_TEXT SHOWN_.
◇ ◇ ◇

F - Cumulative Sum Editorial by en_translator
- Preface
- Observation
- Formula of sum of \(K\)-th powers
- Properties of \(f(n, m)\)
- Lagrange interpolation
- Evaluation of \(f(N)\) using Lagrange interpolation
- Summary
- Bonus
1. Preface
This problem treats techniques that are frequently seen as a subproblems of high-level combinatory problems. We hope the knowledge obtained throughout this problem will be a footstep for getting AC for more advanced combinatory problems in the future.
This problem asks to find the \(n\)-th term of a sequence. When it comes to problems that requires faster computation than linear time, it is crucial to understand the properties of the sequence. Shown in the table below is a summary of properties and computational complexity of the sequences that have commonly been seen in the past ABCs.
| type of sequence | example | precalculation | query |
| powers | \(n ^ k\) | None | \(\mathrm{O}(\log k)\) |
| factorials / binomial coefficients | \(n!,\binom{n}{k}\) | \(\mathrm{O}(n)\) | \(\mathrm{O}(1)\) |
| sequences whose transitions are expressed as a \(d \times d\) matrix |
Fibonacci sequence | None | \(\mathrm{O}(d^3 \log k)\) |
Now, what kind of property does the sequence in the problem satisfies?
2. Observation
When you are stuck in such kind of problem, one of the strategy is to observe the behaviors for the simple cases and find good properties.

◇ ◇ ◇

_A series of records_.
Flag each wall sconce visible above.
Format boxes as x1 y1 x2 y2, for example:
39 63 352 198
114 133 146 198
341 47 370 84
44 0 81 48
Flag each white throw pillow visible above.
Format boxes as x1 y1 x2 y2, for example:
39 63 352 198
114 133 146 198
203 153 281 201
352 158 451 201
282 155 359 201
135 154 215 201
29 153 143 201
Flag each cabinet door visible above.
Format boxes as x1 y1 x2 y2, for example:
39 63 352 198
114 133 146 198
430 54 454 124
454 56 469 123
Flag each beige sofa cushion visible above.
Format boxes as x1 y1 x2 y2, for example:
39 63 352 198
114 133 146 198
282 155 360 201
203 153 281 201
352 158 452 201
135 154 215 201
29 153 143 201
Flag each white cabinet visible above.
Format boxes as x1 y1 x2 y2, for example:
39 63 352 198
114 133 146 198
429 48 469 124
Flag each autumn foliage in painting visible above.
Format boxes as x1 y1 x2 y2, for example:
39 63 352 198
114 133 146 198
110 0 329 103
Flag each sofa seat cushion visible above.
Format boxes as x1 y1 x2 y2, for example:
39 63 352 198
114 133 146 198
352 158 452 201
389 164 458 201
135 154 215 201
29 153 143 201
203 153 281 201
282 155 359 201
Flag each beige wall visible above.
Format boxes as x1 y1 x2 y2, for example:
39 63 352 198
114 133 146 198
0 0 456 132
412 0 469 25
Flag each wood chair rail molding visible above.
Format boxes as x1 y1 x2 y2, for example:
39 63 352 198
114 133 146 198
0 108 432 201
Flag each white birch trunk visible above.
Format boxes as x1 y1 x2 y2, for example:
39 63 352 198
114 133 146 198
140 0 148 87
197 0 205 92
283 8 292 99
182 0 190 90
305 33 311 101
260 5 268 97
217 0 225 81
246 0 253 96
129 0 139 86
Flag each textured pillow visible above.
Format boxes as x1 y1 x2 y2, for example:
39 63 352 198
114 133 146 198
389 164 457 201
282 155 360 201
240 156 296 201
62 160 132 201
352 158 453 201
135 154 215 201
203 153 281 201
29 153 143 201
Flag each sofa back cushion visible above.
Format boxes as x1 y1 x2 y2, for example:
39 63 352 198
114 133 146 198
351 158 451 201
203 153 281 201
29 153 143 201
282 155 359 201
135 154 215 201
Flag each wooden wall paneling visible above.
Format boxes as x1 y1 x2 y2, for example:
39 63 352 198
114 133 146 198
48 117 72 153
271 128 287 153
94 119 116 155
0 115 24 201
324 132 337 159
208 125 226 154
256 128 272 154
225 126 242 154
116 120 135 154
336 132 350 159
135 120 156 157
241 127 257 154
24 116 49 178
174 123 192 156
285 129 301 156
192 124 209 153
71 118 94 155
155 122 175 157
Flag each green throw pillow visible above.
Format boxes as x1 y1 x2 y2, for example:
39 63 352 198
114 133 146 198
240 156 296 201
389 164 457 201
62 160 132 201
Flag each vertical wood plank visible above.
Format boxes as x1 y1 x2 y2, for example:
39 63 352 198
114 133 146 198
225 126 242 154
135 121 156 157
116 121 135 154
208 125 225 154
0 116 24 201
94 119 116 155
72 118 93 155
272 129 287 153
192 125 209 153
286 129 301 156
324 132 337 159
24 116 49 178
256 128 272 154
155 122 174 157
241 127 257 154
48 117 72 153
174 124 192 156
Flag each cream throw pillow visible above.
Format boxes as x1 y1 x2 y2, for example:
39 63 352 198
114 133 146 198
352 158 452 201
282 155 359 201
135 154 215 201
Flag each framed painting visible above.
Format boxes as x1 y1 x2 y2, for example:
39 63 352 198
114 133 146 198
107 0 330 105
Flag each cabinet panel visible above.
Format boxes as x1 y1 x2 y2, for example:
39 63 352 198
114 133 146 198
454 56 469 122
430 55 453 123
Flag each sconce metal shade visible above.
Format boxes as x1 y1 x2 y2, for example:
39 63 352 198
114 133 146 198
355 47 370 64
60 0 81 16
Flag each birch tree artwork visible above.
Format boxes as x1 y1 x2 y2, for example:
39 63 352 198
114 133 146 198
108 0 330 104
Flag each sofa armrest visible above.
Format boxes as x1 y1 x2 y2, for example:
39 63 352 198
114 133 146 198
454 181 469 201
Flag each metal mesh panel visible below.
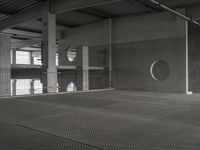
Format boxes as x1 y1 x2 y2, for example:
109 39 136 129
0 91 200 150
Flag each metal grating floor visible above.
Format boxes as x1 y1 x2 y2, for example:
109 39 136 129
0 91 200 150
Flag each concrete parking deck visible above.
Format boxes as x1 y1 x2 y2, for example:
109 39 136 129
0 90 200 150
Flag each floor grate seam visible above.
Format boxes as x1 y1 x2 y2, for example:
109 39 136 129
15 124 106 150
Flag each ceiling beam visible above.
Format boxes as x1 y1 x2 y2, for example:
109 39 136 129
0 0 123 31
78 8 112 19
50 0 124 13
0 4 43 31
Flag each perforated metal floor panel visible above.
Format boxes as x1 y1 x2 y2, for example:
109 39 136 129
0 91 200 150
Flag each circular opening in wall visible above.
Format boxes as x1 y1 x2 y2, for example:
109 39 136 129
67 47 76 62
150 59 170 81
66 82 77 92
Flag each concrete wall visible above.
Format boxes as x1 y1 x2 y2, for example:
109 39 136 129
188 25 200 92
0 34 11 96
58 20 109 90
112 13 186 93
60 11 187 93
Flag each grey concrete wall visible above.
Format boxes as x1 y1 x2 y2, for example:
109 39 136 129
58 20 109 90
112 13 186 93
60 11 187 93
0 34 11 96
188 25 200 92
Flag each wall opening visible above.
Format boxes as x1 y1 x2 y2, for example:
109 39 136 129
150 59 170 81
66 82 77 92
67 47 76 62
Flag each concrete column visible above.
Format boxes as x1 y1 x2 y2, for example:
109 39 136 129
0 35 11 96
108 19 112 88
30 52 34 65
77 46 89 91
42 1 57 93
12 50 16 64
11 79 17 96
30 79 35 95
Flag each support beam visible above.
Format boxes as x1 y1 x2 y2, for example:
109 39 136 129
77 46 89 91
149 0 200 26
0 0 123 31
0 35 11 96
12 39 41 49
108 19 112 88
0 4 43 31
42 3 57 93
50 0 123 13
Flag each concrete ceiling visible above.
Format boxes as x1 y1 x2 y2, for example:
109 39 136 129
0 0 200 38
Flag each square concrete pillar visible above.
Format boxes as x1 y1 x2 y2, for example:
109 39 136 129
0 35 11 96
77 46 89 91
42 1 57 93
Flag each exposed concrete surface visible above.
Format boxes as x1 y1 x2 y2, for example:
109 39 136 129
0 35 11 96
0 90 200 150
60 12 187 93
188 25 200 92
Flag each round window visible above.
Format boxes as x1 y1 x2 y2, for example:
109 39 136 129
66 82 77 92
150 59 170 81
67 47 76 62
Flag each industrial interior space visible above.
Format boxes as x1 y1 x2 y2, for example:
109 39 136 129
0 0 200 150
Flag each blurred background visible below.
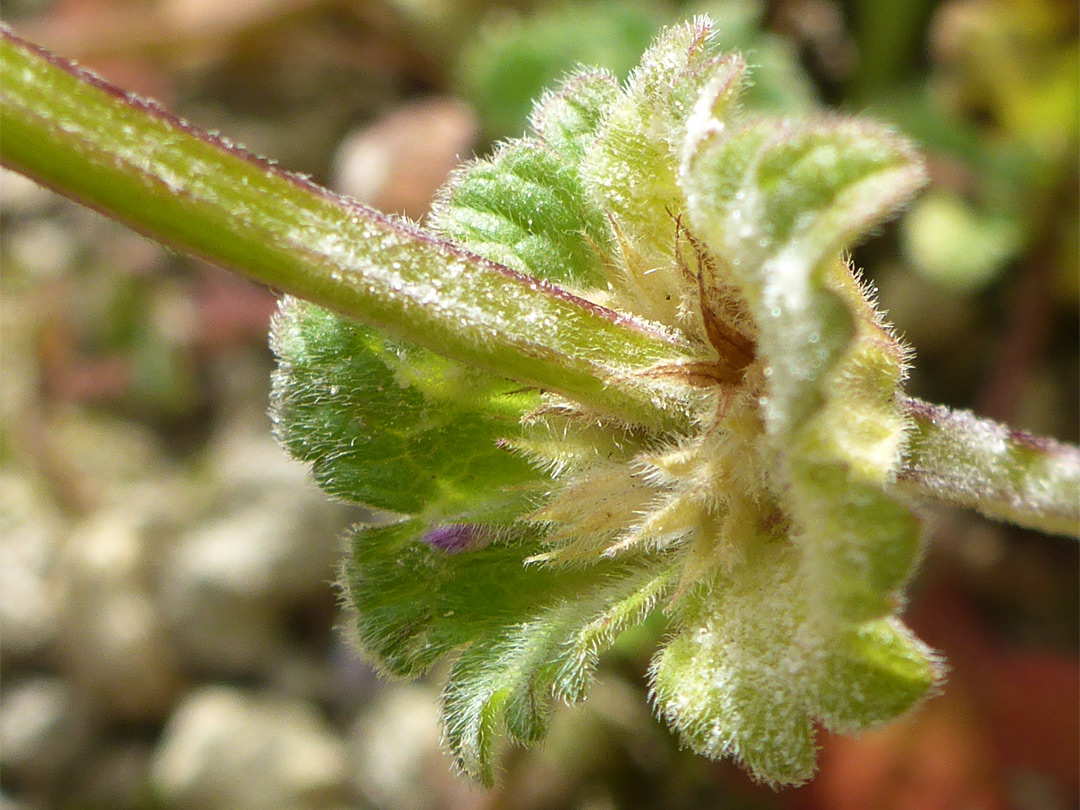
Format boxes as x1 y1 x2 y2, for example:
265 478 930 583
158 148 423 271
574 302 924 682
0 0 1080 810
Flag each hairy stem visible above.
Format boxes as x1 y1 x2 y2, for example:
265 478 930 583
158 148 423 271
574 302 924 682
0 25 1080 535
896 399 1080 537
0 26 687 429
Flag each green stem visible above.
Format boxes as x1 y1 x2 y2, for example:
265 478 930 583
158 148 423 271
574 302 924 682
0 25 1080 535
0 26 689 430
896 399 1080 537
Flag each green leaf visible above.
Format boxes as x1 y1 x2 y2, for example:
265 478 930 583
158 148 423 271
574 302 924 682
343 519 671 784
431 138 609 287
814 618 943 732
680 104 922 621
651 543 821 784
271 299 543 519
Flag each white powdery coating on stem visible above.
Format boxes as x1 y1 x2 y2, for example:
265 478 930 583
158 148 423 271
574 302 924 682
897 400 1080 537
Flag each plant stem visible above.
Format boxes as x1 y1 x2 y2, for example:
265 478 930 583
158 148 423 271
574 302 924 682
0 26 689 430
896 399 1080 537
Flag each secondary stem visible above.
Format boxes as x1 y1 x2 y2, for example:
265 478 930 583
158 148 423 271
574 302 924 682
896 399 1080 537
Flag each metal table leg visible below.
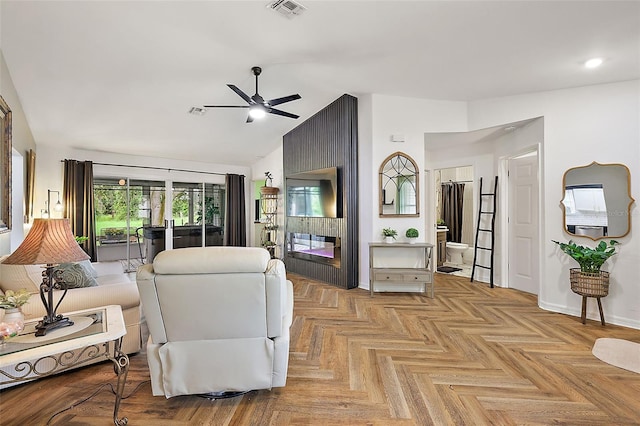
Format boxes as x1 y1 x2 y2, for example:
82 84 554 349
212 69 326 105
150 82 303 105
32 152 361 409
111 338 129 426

◇ ◇ ◇

_WORK TO DO_.
**A.** Give every section title listed in the table of contents at the top of the cumulative sum editorial.
**B.** Pick up the cumulative sum editorial after its last sentence and keep writing.
The records play no role in any of this.

_ANSWER SET_.
**A.**
Preface
Observation
Formula of sum of K-th powers
Properties of f(n, m)
Lagrange interpolation
Evaluation of f(N) using Lagrange interpolation
Summary
Bonus

**B.**
Let us consider the cases with small \(m\). First of all, \(m = 0\) is trivial; it can be computed easily by
\[ f(n, 1) = n^k.\]
Next, consider the case where \(m = 1\); we have
\[ \begin{aligned} f(1, 1) &=& 1^K \\ f(2, 1) &=& 1^K + 2^K \\ f(3, 1) &=& 1^K + 2^K + 3^K \\ \vdots \end{aligned} \]
so we can figure out that \(f(n, 1)\) (which we will denote \(S_K(N)\) for convenience) can be expressed as a sum of \(K\)-th powers, namely
\[ S_K(n) = \sum_{i = 1} ^ n i^K. \]
Especially for \(K = 1, 2\) and \(3\), the value \(S_K(n)\) can be expressed as a well-known elementary formula, that is,
- If \(K = 1\), \(S_1(n) = \frac{n(n + 1)}{2} \);
- If \(K = 2\), \(S_2(n) = \frac{n(n+1)(2n+1)}{6} \);
- If \(K = 3\), \(S_3(n) = \frac{n^2 (n+1)^2}{4} \).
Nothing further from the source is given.